==== MATERIAL ====

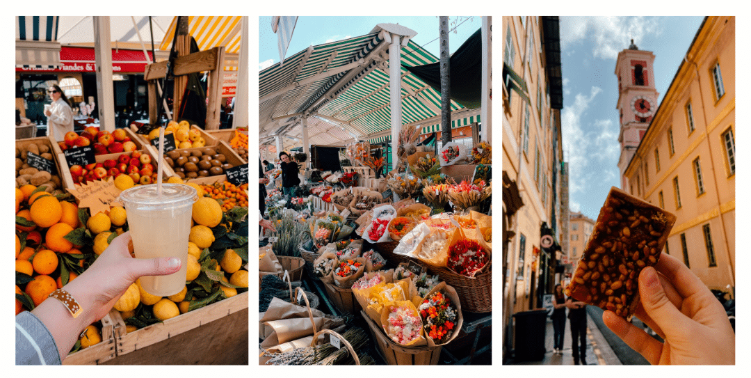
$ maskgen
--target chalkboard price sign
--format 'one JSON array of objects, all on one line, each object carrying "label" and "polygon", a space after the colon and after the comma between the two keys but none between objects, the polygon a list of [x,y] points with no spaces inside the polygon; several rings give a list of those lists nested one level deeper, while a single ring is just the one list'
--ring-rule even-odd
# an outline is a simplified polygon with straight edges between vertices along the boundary
[{"label": "chalkboard price sign", "polygon": [[225,170],[227,180],[236,186],[240,186],[248,182],[248,165],[237,165]]},{"label": "chalkboard price sign", "polygon": [[[152,146],[158,150],[159,149],[159,137],[156,137],[151,140]],[[177,148],[177,145],[175,144],[175,135],[167,134],[164,135],[164,153],[168,153],[173,150]]]},{"label": "chalkboard price sign", "polygon": [[148,135],[152,130],[155,130],[159,129],[161,126],[158,125],[143,125],[136,130],[136,134],[140,134],[141,135]]},{"label": "chalkboard price sign", "polygon": [[68,161],[68,167],[77,165],[83,167],[87,164],[96,162],[96,158],[94,156],[94,147],[92,146],[69,148],[63,151],[62,153],[65,155],[65,160]]},{"label": "chalkboard price sign", "polygon": [[29,153],[29,155],[26,156],[26,164],[29,167],[35,168],[39,171],[47,171],[52,174],[57,173],[55,162],[47,160],[34,153]]}]

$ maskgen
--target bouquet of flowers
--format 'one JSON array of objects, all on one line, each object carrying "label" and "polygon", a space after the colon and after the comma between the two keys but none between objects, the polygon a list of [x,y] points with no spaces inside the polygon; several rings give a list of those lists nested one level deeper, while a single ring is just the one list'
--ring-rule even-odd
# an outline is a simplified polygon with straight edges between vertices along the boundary
[{"label": "bouquet of flowers", "polygon": [[478,185],[462,181],[448,187],[448,198],[455,207],[464,211],[469,207],[479,206],[490,194],[491,189],[485,186],[484,181],[481,181]]},{"label": "bouquet of flowers", "polygon": [[460,240],[448,249],[448,268],[457,274],[474,277],[490,260],[490,256],[472,240]]},{"label": "bouquet of flowers", "polygon": [[381,324],[386,335],[394,343],[409,346],[427,343],[422,336],[422,319],[409,301],[387,306],[381,316]]},{"label": "bouquet of flowers", "polygon": [[472,164],[488,165],[491,162],[490,144],[481,141],[472,149]]},{"label": "bouquet of flowers", "polygon": [[448,342],[457,320],[457,308],[451,298],[436,291],[423,301],[418,310],[428,337],[439,345]]}]

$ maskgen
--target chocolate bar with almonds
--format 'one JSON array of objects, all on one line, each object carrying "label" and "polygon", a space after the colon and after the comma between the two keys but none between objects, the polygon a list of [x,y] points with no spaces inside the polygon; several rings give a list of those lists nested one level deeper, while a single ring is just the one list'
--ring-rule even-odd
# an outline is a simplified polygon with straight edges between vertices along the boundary
[{"label": "chocolate bar with almonds", "polygon": [[611,188],[566,295],[630,318],[641,270],[659,260],[675,216]]}]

====

* [EXERCISE GOAL]
Count the lines in the material above that contain the string "target", treating uppercase and lowercase as different. Give only the number.

* [ANSWER TO THE EXERCISE]
3